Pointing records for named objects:
########################################

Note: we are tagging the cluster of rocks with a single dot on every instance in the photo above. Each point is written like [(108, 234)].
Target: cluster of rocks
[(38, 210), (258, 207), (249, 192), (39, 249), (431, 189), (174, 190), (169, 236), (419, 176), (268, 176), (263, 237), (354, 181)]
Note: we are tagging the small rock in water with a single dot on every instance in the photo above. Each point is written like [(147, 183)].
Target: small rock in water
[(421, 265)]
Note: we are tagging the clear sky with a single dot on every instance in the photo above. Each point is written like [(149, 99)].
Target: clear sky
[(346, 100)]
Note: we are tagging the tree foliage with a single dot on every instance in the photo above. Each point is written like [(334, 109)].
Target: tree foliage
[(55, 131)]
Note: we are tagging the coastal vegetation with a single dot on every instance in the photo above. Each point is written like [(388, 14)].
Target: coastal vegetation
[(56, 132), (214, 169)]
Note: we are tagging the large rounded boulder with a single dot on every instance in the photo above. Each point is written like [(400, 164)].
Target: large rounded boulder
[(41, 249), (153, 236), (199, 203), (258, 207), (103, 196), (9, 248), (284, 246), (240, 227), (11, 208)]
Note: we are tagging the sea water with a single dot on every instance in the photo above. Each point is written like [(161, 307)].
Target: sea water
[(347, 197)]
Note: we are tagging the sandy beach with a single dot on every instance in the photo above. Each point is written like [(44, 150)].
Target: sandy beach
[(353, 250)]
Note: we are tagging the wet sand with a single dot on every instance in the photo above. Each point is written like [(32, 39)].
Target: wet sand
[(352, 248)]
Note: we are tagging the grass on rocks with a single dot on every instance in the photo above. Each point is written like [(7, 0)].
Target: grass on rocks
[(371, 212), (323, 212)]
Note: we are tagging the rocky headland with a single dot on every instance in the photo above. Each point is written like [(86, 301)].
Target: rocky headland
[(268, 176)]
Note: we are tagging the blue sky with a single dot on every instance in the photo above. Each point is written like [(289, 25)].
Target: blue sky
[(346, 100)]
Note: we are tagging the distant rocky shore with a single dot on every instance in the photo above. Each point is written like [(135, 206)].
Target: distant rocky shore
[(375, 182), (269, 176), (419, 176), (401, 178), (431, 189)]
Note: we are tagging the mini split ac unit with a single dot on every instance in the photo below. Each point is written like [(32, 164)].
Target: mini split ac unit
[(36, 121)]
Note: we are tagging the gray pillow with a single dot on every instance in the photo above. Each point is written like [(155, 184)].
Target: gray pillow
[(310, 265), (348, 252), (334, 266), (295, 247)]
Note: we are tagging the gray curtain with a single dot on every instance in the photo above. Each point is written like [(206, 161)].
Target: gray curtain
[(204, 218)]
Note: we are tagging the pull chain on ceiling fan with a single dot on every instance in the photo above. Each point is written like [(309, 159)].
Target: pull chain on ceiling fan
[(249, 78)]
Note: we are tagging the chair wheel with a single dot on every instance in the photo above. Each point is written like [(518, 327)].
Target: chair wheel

########################################

WORK TO DO: Please repeat word for word the lines from the one with "Note: we are tagging the pull" through the end of the lines above, including both.

FULL OUTPUT:
Note: we are tagging the pull chain on ceiling fan with a single dot on every instance in the photo above. Each point is written like [(309, 159)].
Target: pull chain on ceiling fan
[(249, 78)]
Note: we are tagging the chair wheel with a single dot on every instance in the photo above. Each point is written like [(518, 327)].
Target: chair wheel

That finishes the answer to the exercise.